## WHAT YOU HAVE TO DO
Repeat the following lines exactly and nothing else: the line containing "of the round" and each line after it through the end of the listing.

(Coordinate labeling data)
/---
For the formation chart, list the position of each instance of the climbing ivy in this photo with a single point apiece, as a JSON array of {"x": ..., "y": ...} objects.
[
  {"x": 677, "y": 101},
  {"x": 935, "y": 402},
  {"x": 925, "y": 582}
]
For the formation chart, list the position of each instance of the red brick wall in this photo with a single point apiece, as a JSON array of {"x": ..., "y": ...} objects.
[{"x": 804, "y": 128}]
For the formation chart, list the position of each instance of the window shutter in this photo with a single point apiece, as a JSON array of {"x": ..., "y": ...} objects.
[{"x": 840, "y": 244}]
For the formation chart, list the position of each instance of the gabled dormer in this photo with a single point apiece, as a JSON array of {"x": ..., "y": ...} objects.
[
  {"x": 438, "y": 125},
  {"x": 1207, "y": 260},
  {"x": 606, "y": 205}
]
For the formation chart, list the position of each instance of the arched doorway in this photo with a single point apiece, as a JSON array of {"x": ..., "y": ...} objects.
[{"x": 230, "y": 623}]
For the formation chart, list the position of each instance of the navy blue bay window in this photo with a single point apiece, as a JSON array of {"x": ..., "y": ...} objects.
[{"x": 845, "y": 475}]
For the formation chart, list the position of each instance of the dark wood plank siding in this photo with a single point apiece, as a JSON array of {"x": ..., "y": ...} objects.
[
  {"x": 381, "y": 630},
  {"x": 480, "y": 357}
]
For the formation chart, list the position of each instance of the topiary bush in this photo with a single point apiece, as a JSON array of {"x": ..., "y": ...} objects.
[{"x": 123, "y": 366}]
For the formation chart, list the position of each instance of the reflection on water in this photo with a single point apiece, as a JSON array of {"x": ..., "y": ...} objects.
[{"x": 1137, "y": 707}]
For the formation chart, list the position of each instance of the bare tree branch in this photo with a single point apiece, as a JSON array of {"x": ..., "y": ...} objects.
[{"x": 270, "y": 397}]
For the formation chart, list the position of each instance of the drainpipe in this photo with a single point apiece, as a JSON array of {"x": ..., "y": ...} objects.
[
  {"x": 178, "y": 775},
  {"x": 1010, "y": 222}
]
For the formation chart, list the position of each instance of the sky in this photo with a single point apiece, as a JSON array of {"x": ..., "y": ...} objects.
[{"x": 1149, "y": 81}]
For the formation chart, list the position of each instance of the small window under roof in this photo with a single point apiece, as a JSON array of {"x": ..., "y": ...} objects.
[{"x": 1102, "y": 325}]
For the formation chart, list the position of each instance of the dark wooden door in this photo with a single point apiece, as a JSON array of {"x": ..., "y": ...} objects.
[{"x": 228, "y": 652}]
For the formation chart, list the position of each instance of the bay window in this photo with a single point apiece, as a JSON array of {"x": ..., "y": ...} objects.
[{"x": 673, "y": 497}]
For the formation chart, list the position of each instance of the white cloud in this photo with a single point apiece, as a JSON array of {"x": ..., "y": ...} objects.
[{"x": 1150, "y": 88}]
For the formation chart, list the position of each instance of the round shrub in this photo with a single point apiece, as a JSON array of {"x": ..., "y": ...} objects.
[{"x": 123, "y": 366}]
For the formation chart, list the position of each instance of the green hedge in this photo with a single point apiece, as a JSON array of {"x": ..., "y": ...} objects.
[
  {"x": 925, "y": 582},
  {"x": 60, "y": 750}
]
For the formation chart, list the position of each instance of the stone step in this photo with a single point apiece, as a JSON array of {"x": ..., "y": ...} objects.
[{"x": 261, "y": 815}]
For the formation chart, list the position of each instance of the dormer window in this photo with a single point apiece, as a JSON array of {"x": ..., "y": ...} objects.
\---
## COMPLETE ANSWER
For the formation chart, list the position of each instance of the round shrub in this photo with a single point apiece, as a JSON array of {"x": ..., "y": ...} objects.
[{"x": 123, "y": 366}]
For the formation chart, list the position of each instance of the green hedge in this photo with a single point apiece, as a JSON array of {"x": ..., "y": ...} objects.
[
  {"x": 925, "y": 582},
  {"x": 60, "y": 750}
]
For the formation chart, list the position of each instance of the stone step in this photo with a single point apiece, as a JSON array of {"x": ..., "y": ...} objects.
[{"x": 261, "y": 815}]
For the formation chart, list the position of each instance of the dormer window in this photo with a single point apiece, as a JSON array of {"x": ..., "y": ...} objects.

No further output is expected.